◆ EXCERPT ◆
*** Begin section ***

If the entry-removal flag 118 associated with the network message received at the block 124 is set, the statistics module 102 may increment a current-open counter 112 associated with the network message at the block 160 and may return to the block 124 (FIG. 2). For example, where the network message received at the block 124 is associated with a set 106, the statistics module 102 may, at the block 160, increment a current-open counter 112 of that set.
As shown in FIG. 6, the statistics module 102 preferably performs all or at least a portion of a method 162; however, other suitable modules and/or systems may perform the method 162. Further, all or any suitable portion of the method 162 may be performed to provide a useful method 162.
At a block 164 in FIG. 6, the statistics module 102 may receive a network message.
If the network message received at the block 164 is not a close-transaction network message and is not an open-transaction network message, the statistics module 102 may return to the block 164 to receive another network message.
If the network message received at the block 164 is a close-transaction network message, the statistics module 102 may proceed to a block 166. At the block 166, the statistics module 102 may add an entry to the data structure 114. In further detail, the network message received at the block 164 may be associated with a set 106 of network diagnostic statistics, and the entry may be added to an existing set of one or more entries used to maintain the set 106 or may be added as the first member of a set of one or more entries used to maintain the set 106.

*** End section ***

◆ RECORD EXCERPTS ◆
*** Begin section ***

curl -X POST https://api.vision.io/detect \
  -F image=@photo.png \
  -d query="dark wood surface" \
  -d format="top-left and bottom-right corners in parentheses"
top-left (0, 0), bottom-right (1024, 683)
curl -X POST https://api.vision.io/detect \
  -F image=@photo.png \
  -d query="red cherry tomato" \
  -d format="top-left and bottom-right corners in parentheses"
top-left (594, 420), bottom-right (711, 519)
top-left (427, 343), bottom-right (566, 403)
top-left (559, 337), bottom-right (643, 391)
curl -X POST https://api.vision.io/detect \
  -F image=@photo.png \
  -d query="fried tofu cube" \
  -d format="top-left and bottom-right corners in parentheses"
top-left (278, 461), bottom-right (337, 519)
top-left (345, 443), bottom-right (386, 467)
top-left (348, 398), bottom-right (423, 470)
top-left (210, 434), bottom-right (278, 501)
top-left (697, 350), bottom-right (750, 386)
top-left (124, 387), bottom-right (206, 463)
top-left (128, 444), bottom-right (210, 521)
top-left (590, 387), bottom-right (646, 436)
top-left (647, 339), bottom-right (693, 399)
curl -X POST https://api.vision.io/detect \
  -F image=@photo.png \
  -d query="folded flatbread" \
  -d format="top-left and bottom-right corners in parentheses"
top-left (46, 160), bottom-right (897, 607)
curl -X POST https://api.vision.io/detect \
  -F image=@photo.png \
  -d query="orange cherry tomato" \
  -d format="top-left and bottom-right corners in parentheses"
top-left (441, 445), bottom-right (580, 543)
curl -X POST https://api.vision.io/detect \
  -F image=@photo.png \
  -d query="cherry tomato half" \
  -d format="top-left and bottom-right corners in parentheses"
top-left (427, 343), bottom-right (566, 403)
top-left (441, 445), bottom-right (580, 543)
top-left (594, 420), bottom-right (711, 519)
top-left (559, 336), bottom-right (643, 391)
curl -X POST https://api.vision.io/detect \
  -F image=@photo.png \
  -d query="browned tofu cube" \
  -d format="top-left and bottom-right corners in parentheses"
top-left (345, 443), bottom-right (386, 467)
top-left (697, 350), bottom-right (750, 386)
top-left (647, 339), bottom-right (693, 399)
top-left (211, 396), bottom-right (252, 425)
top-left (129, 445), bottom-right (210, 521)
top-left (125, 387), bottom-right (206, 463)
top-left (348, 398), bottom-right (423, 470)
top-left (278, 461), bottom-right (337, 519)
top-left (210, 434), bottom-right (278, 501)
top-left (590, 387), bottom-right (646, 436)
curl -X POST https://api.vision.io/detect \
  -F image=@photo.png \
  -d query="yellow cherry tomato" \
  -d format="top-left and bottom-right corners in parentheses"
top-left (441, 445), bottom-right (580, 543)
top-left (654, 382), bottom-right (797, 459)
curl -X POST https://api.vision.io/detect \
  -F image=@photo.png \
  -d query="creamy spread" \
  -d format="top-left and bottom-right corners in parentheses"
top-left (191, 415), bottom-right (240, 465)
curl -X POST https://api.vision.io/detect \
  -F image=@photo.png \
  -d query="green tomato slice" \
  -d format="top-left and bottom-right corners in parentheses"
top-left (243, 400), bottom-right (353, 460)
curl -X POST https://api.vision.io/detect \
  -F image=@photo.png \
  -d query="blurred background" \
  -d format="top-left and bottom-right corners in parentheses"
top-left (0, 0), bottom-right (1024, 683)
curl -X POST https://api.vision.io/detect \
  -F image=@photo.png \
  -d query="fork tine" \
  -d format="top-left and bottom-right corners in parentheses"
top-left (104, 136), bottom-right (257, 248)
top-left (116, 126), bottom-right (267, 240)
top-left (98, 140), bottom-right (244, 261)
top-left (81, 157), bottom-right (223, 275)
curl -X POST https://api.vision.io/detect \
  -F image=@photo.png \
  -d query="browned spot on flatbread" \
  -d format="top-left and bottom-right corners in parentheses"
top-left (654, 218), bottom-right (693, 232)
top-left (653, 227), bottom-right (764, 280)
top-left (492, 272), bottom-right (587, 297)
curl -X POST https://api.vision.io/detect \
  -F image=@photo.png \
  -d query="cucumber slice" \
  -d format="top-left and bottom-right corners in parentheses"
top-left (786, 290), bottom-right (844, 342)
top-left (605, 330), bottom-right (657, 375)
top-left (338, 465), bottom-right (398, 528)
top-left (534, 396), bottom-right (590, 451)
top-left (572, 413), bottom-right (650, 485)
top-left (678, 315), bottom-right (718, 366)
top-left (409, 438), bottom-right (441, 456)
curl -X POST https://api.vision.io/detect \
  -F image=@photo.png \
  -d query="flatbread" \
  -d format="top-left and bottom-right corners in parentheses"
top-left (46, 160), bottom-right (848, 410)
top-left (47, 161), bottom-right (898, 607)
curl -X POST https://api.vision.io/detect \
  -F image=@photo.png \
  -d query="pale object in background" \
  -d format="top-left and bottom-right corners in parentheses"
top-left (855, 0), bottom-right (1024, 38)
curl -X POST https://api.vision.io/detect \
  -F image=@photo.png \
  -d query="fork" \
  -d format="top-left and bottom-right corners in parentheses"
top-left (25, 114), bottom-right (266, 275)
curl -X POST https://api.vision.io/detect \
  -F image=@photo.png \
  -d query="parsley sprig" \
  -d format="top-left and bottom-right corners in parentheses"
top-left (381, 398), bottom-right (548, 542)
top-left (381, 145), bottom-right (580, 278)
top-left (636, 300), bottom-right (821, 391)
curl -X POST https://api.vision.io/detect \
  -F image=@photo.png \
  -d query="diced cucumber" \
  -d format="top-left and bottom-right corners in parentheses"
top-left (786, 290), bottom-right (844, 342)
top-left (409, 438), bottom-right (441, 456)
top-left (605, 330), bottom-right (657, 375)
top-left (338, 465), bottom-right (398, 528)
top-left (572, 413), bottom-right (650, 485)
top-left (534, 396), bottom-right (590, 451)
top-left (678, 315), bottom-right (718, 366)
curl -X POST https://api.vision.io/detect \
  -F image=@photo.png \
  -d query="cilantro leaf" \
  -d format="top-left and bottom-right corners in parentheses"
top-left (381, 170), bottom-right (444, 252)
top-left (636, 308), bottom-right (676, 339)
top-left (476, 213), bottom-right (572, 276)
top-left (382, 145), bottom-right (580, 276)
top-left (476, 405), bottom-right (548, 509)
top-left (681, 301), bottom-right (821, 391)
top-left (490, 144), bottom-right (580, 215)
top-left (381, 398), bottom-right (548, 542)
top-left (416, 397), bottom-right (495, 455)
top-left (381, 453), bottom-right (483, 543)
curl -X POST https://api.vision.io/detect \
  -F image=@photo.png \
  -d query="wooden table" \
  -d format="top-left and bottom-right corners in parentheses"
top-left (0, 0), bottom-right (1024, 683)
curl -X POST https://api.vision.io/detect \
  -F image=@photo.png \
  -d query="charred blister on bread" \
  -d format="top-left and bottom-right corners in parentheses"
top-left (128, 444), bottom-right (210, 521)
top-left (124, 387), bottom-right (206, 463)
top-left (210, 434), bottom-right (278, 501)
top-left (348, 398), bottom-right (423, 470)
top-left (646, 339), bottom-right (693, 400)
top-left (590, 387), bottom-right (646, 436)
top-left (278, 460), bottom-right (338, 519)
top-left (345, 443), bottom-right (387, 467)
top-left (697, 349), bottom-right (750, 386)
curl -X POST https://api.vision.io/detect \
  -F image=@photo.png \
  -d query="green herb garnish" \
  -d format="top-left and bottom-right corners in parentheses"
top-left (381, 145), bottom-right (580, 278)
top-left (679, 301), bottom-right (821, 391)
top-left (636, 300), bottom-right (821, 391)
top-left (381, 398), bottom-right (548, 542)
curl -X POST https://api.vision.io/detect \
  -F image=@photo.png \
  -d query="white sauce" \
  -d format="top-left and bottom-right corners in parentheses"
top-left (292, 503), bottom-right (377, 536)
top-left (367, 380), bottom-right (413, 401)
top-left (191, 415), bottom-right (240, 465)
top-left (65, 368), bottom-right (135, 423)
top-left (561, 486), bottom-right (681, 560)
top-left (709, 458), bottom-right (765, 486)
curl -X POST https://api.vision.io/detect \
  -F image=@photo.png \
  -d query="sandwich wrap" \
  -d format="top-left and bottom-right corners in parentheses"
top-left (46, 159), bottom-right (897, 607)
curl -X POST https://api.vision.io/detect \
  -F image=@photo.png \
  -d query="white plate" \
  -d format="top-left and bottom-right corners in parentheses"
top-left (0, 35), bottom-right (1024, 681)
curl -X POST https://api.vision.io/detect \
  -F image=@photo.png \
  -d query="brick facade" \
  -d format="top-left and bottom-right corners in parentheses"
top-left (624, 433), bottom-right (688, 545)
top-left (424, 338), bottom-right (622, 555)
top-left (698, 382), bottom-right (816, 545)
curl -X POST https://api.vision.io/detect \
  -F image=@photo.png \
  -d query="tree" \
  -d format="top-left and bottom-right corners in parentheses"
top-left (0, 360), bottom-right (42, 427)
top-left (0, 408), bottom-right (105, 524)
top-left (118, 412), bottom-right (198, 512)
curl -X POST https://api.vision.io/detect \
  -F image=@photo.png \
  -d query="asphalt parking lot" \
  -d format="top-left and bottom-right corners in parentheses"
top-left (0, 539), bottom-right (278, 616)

*** End section ***

◆ PROBLEM 1 ◆
Copy the passage from the statistics-module excerpt, starting at "If the entry-removal" and ending at "useful method 162.".
◆ PROBLEM 2 ◆
Continue the statistics-module excerpt from its last sentence.
Nothing in the records is needed for these tasks.

◆ YOUR RESPONSE 1 ◆
If the entry-removal flag 118 associated with the network message received at the block 124 is set, the statistics module 102 may increment a current-open counter 112 associated with the network message at the block 160 and may return to the block 124 (FIG. 2). For example, where the network message received at the block 124 is associated with a set 106, the statistics module 102 may, at the block 160, increment a current-open counter 112 of that set.
As shown in FIG. 6, the statistics module 102 preferably performs all or at least a portion of a method 162; however, other suitable modules and/or systems may perform the method 162. Further, all or any suitable portion of the method 162 may be performed to provide a useful method 162.

◆ YOUR RESPONSE 2 ◆
The statistics module 102 may proceed from the block 166 to a block 168. At the block 168, the statistics module 102 may decrement a current-open counter 112 associated with the network message and may return to the block 164 to receive another network message. For example, where the network message received at the block 164 is associated with a set 106, the statistics module 102 may decrement a current-open counter 112 of that set 106 at the block 168.
If the network message received at the block 164 is an open-transaction network message, the statistics module 102 may proceed to a block 170. At the block 170, the statistics module 102 may increment a current-open counter 112 associated with the network message and may proceed to a block 172. For example, where the network message received at the block 164 is associated with a set 106, the statistics module 102 may increment a current-open counter 112 of that set 106 at the block 170.
At the block 172, the statistics module 102 may determine if the data structure 114 includes an entry associated with the network message received at the block 164. If the statistics module 102 includes an entry associated with the network message received, the statistics module 102 may proceed to a block 174; and if the statistics module 102 does not include an entry associated with the network message received, the statistics module 102 may proceed to a block 176. In further detail, the network message received at the block 164 may be associated with a set 106 of network diagnostic statistics, and the data structure 114 may include a set of one or more entries associated with the set 106 (such as, the entries added at the block 166). Accordingly, the statistics module 102 may, at the block 172, determine whether the data structure 114 includes the set of one or more entries or not.
At the block 174, the statistics module 102 may remove an entry from the data structure 114 and may return to the block 164 to receive another network message. In further detail, the network message received at the block 164 may be associated with a set 106 of network diagnostic statistics, and the data structure 114 may include a set of one or more entries associated with the set 106 (such as, the entries added at the block 166). Accordingly, the statistics module 102 may remove one of those entries from the set at the block 174.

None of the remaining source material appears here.